╭──

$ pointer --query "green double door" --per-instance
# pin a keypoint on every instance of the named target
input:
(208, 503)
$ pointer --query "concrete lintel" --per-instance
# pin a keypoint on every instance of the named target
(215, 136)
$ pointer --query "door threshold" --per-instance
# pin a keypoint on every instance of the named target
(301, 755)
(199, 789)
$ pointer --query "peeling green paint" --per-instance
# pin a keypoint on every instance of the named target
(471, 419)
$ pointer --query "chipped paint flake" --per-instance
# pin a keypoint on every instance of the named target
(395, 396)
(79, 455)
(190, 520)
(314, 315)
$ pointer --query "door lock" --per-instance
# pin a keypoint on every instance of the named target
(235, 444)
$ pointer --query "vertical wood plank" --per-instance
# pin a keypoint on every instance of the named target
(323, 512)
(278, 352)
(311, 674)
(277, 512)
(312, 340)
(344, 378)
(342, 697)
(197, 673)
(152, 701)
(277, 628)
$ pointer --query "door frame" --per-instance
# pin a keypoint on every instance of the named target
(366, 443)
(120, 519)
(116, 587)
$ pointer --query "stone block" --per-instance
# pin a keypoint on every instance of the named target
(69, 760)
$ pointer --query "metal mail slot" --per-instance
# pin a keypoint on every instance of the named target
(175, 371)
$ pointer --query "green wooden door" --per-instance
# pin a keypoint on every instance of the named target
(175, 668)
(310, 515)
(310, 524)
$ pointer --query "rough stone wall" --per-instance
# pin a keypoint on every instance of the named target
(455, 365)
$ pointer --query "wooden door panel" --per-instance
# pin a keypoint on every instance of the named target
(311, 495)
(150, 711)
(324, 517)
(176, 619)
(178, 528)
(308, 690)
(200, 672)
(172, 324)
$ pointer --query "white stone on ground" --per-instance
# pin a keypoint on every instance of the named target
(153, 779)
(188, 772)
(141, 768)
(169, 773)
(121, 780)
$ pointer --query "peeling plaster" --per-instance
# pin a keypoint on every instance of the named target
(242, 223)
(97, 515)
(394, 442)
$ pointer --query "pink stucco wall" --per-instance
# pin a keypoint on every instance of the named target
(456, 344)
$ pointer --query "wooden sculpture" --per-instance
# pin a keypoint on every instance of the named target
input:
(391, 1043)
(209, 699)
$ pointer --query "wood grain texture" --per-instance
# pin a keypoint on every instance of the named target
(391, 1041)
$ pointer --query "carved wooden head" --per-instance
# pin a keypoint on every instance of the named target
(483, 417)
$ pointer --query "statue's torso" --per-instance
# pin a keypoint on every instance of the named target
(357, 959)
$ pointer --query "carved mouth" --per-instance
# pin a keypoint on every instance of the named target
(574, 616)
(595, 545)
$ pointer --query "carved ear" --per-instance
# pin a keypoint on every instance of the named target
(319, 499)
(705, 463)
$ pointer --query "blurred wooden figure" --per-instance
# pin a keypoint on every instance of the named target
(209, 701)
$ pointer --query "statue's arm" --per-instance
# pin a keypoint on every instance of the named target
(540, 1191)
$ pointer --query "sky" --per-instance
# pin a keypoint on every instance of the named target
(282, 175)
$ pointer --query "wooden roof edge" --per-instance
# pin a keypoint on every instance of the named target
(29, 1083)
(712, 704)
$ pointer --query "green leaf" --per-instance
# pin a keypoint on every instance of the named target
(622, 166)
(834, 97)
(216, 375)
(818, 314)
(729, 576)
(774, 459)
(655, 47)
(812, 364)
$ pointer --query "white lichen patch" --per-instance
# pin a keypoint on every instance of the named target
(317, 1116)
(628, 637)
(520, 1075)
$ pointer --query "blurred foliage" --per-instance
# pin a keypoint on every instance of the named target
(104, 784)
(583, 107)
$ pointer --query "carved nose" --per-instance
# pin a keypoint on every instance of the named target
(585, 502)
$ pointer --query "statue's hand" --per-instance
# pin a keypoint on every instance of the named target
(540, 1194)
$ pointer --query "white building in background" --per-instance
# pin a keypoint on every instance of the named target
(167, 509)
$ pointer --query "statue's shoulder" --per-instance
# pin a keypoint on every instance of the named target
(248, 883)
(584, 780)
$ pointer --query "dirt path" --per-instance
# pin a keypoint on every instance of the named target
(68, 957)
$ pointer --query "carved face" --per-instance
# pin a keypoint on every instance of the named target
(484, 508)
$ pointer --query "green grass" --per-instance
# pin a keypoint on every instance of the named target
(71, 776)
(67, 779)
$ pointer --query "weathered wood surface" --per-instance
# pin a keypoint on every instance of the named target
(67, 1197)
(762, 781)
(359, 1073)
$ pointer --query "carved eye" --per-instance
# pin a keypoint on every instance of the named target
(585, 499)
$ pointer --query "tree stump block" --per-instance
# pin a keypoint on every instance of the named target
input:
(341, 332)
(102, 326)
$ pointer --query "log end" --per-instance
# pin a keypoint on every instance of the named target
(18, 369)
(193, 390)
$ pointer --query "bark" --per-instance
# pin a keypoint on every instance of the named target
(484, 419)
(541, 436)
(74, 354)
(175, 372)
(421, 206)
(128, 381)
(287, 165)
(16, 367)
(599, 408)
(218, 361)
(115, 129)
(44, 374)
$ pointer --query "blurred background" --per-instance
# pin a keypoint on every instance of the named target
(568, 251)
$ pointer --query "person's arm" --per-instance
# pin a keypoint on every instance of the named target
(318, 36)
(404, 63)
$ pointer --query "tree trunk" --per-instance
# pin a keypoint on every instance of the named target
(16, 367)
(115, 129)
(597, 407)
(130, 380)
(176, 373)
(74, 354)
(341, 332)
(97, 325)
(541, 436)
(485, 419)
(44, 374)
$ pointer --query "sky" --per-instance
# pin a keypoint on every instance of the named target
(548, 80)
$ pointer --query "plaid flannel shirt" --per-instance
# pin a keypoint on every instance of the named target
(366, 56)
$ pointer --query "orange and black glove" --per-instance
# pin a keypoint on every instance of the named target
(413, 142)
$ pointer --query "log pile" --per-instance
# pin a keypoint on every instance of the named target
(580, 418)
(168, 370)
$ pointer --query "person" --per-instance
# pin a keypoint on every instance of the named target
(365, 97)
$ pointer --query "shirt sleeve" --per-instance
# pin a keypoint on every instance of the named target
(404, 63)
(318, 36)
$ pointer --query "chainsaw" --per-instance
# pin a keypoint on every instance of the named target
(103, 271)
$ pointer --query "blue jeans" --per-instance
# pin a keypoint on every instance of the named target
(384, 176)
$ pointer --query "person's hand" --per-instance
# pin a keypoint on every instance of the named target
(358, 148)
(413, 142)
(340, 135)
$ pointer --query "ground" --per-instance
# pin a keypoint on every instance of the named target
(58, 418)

╰──

Written problem
From the listing above, reproduce all the lines exactly.

Task answer
$ pointer --query "green double door" --per-instance
# pin a keypoint on every instance of the named target
input:
(208, 503)
$ pointer --query "concrete lintel" --per-instance
# pin a keypoint on every instance of the named target
(215, 136)
$ pointer --query "door threshold" --per-instance
# pin a keypoint on every instance of the named target
(301, 755)
(199, 789)
$ pointer --query "peeling green paint" --per-instance
# pin a keypoint on every instance of the named target
(471, 419)
$ pointer --query "chipped paint flake" --per-instance
# pin a keypoint on every instance of the named target
(395, 396)
(79, 455)
(190, 520)
(314, 315)
$ pointer --query "door lock" --per-instance
# pin a keypoint on every instance of the named target
(235, 444)
$ pointer --query "vertical wood plank" --per-instance
# pin a keypoint on every instance of the named target
(323, 512)
(278, 352)
(311, 674)
(277, 512)
(312, 340)
(344, 378)
(342, 697)
(197, 673)
(152, 701)
(277, 628)
$ pointer --query "door frame" --per-instance
# pin a keypoint on every instance of the named target
(366, 443)
(120, 519)
(116, 587)
$ pointer --query "stone block" --per-instance
# pin a keypoint on every instance of the named target
(69, 760)
$ pointer --query "metal mail slot" --per-instance
# pin a keypoint on every instance of the named target
(175, 371)
$ pointer --query "green wooden door" --per-instance
# pin a keypoint on every instance of the named target
(175, 668)
(310, 515)
(310, 524)
$ pointer --query "rough stone wall" --per-instance
# pin a keypoint on every instance of the named target
(455, 365)
$ pointer --query "wooden door panel" --per-instance
# pin a keypoint on every instance of the named target
(311, 495)
(150, 711)
(324, 517)
(176, 619)
(178, 528)
(308, 690)
(200, 672)
(172, 324)
$ pointer --query "white stone on ground" --per-instance
# pin a keypoint on every instance of the named target
(153, 779)
(188, 772)
(141, 768)
(169, 773)
(121, 780)
$ pointer --query "peeling plaster" --per-instance
# pin a keypoint on every instance of the named target
(242, 223)
(97, 515)
(394, 442)
$ pointer --query "pink stucco wall" --per-instance
# pin a keypoint on every instance of the named target
(456, 344)
$ pointer --query "wooden sculpture" --per-instance
# pin a keypoint on every instance of the named target
input:
(391, 1043)
(209, 699)
$ pointer --query "wood grain texture" --per-instance
# pin a keypoint on every instance of the named target
(391, 1041)
$ pointer --query "carved wooden head" --per-instance
# pin a keypoint on every instance of the named target
(483, 417)
$ pointer --query "statue's torso" --per-instance
# pin a keypoint on every instance of the named target
(357, 959)
$ pointer --query "carved mouth" --per-instance
# pin a keypoint on every instance of the named target
(574, 616)
(595, 545)
$ pointer --query "carved ear" --per-instance
# pin a keypoint on every instance of the named target
(319, 499)
(705, 463)
$ pointer --query "blurred wooden figure" --per-instance
# pin a keypoint on every instance of the named target
(209, 701)
$ pointer --query "statue's arm" --per-instance
# pin a keypoint on every instance of the named target
(540, 1191)
$ pointer --query "sky" --per-instance
# pin a keypoint on every instance of the named target
(282, 175)
$ pointer --query "wooden roof edge" --per-instance
# pin a keypoint on every instance of the named target
(29, 1083)
(712, 704)
$ pointer --query "green leaf" --per-instance
# pin a keypoint on every instance of the named target
(622, 166)
(834, 97)
(216, 375)
(818, 314)
(729, 576)
(774, 459)
(655, 47)
(812, 364)
$ pointer --query "white lichen patch" --per-instance
# pin a keypoint on every instance of the named target
(317, 1116)
(628, 637)
(520, 1075)
$ pointer --query "blurred foliage" --per-instance
# pin a keypoint on every instance of the named target
(104, 784)
(583, 107)
$ pointer --query "carved nose" --per-instance
# pin a keypoint on every instance of the named target
(585, 502)
$ pointer --query "statue's hand" --per-instance
# pin a keypoint on every instance of the named target
(540, 1194)
$ pointer --query "white building in background" --per-instance
# pin a keypoint on every instance of the named target
(167, 509)
$ pointer --query "statue's shoulder" --per-instance
# pin a keypoint on every instance of the named target
(248, 883)
(584, 780)
$ pointer --query "dirt path" --per-instance
# pin a keypoint on every instance of the named target
(68, 957)
$ pointer --query "carved face" --per-instance
# pin a keypoint on every instance of the named target
(484, 508)
$ pointer --query "green grass" --per-instance
# pin a keypoint on every instance of the named target
(71, 776)
(67, 779)
$ pointer --query "weathered wood surface" --per-instance
# pin a keypoint on every instance of the named target
(67, 1197)
(762, 781)
(359, 1073)
$ pointer --query "carved eye" --per-instance
# pin a keypoint on every instance of the named target
(585, 499)
$ pointer --query "tree stump block" --per-instance
# pin a keypoint on every instance of the named target
input:
(341, 332)
(102, 326)
$ pointer --query "log end" --per-instance
# pin a keypoint on every instance of the named target
(18, 369)
(193, 390)
$ pointer --query "bark" --per-instance
# pin a keypoint on every instance of the named target
(484, 419)
(541, 436)
(74, 354)
(175, 372)
(421, 206)
(128, 381)
(287, 165)
(16, 367)
(599, 408)
(218, 361)
(115, 129)
(44, 374)
$ pointer --query "blurred background" --per-instance
# pin a keypoint on every instance of the named target
(568, 251)
$ pointer --query "person's arm" --per-instance
# pin a keypoint on every instance of the named target
(318, 36)
(404, 63)
$ pointer --query "tree trunk" --per-instance
# pin a keypoint on every instance of the named target
(16, 367)
(115, 129)
(597, 407)
(130, 380)
(176, 373)
(74, 354)
(341, 332)
(97, 325)
(541, 436)
(485, 419)
(44, 374)
$ pointer --query "sky" --per-instance
# pin a keypoint on every instance of the named target
(548, 80)
$ pointer --query "plaid flannel shirt" --per-instance
# pin a keypoint on every instance of the named target
(366, 56)
$ pointer --query "orange and black glove" --per-instance
# pin a keypoint on every instance of the named target
(413, 142)
$ pointer --query "log pile" --per-instance
# pin a keypoint on every instance of the named target
(580, 418)
(168, 370)
$ pointer --query "person" --per-instance
# pin a keypoint on every instance of the named target
(365, 97)
$ pointer --query "shirt sleeve" --per-instance
# pin a keypoint on every instance of the named target
(404, 63)
(318, 36)
$ pointer --query "chainsaw" --per-instance
# pin a keypoint on every instance of the named target
(103, 271)
$ pointer --query "blue jeans" --per-instance
# pin a keypoint on every instance of the named target
(384, 176)
$ pointer --query "person's hand" --per-instance
# pin a keypoint on every instance of the named target
(358, 148)
(413, 142)
(340, 135)
$ pointer --query "ground" --per-instance
# pin a keypoint on every instance of the named target
(58, 418)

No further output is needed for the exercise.